[Extract provided]

Excerpt. © Reprinted by permission. All rights reserved.:

1

TO THE FIELDS OF SHANKSVILLE

Most people in counterterrorism were talking about the likelihood of a doomsday scenario involving germ warfare or nuclear weapons. We feared that something would happen on a terrifying scale, but not that it would be done with conventional tactics—hijacking—that is reminiscent of the 1970s.

—JULIETTE KAYYEM,

National Commission on Terrorism

On the morning of September 11, 2001, as governor of Pennsylvania, I was unaware of the drama playing out in the cloudless sky overhead. I did not know that the Pennsylvania State Police were looking for me. I was tending my garden, removing the dead stems and leaves from the daylilies, cannas, and roses in one of several raised beds I had built around our house in Erie, the working-class city of my youth. As always, whenever I escaped the capital in Harrisburg for home, I lost myself in the rocky soil and earthy details.

Three hundred miles northwest of the governor’s residence—where more than a full schedule awaited my return later in the day—I once again felt the gardener’s sense of renewal. Public service was in my blood. I loved being governor of the Commonwealth of Pennsylvania and still had much to accomplish before my second and final term ended. But the garden was another matter altogether: It was mine to create. There was nobody pulling on my coat sleeves and no political compromises in the doing, except the bargains forged with Mother Nature for suitable weather. I love the varieties and textures of plants and the cycle of garden life. They offer lessons and comfort—the planting, the blossoming, the withering away, the rebirth the following spring. In that cycle the garden mirrors the capacities of human beings. Indeed, I love the sense of optimism gardening inspires: If I plant in the spring, flowers will bloom through the summer.

[/Extract provided]
[Information provided]

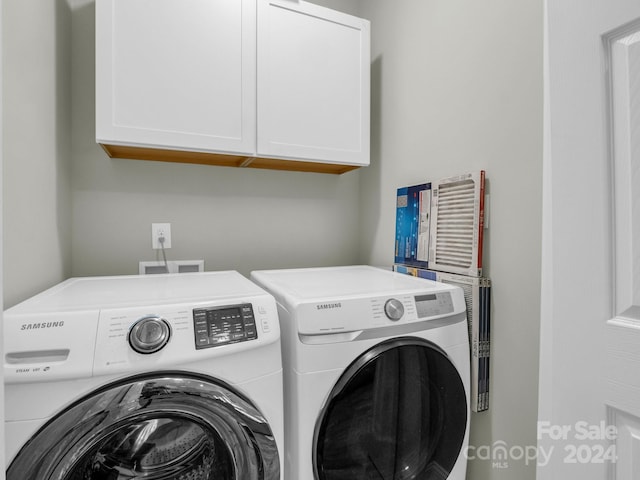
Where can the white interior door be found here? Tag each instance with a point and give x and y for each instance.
(589, 416)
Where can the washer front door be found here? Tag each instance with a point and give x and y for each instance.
(173, 425)
(398, 412)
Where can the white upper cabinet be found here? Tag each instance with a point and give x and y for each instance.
(176, 74)
(278, 84)
(313, 83)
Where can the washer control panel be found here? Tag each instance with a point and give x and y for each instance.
(216, 326)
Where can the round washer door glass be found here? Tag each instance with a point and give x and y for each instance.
(398, 412)
(170, 426)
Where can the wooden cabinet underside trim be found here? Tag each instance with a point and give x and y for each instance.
(205, 158)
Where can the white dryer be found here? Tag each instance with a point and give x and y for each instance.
(147, 377)
(376, 374)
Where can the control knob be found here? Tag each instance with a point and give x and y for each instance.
(394, 309)
(149, 334)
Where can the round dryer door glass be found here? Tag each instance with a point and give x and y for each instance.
(173, 426)
(398, 412)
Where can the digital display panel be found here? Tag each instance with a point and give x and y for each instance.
(224, 325)
(433, 304)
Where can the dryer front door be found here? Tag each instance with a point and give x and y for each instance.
(398, 412)
(166, 426)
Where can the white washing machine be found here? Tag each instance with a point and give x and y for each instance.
(148, 377)
(376, 374)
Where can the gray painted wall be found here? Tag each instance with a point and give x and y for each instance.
(239, 219)
(37, 143)
(457, 86)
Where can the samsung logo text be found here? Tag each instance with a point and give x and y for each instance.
(35, 326)
(327, 306)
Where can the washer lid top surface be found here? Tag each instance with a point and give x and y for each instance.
(138, 290)
(339, 282)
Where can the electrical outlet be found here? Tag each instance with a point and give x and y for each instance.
(158, 231)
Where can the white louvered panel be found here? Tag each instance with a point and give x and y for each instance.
(454, 239)
(454, 246)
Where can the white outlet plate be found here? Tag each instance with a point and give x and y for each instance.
(160, 230)
(172, 266)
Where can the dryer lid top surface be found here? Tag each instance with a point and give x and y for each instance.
(341, 282)
(89, 293)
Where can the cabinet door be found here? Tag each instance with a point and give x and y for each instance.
(176, 74)
(313, 83)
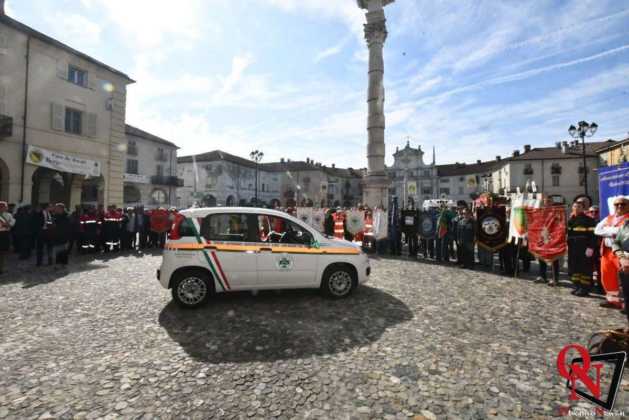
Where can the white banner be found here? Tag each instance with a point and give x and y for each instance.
(138, 179)
(62, 162)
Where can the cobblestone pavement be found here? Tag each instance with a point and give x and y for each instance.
(104, 340)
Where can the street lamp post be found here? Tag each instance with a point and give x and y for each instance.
(583, 130)
(256, 156)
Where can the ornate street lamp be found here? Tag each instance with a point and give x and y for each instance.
(256, 156)
(583, 130)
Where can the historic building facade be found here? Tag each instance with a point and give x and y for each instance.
(62, 119)
(150, 177)
(219, 178)
(412, 180)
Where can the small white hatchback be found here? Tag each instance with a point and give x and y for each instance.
(223, 249)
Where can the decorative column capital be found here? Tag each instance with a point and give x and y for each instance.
(376, 32)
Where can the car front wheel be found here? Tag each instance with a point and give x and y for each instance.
(338, 281)
(191, 288)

[/Information provided]

Could you write what follows in the September 11 memoir excerpt, picking up right after its last sentence? These records were drawn from a separate source.

Early that morning I had visited my mother at St. Vincent Hospital, where she was recovering from surgery. She suffered from a variety of ailments, but she remained a source of strength to me. No bigger than a minute—with ankle weights, coming in maybe at 105 pounds—Laura Ridge was never a complainer. When I brought jelly donuts to her room, I asked how she felt. Although eighty-one at the time and obviously frail, she quoted in answer the classic American folk tune: "The old gray mare, she ain’t what she used to be."

I’d return to the hospital, I thought, once my gardening duties were completed, and still have plenty of time before the state plane, a King Air turboprop, would be sent from the capital to take me back to Harrisburg. Once there, I’d get back to the business of governing. The last thing on my mind was terrorism.

What I didn’t know that morning was plenty. The state police called the troopers assigned to me, and they gave me the startling, incomprehensible news that two commercial airplanes had flown into the Twin Towers in New York City.

I was pulling into my driveway at the time. I went into the house, turned on the television in the master bedroom, and picked up the phone. I talked to Mark Campbell, my chief of staff, as I watched horrifying images repeated over and over: passenger jets were crashing into office towers, smoke was billowing, unimaginable horrors were occurring inside.

"What do you know?" he asked.

"I know what you know," I replied. Which was very little beyond what I was watching through the lenses of network cameras.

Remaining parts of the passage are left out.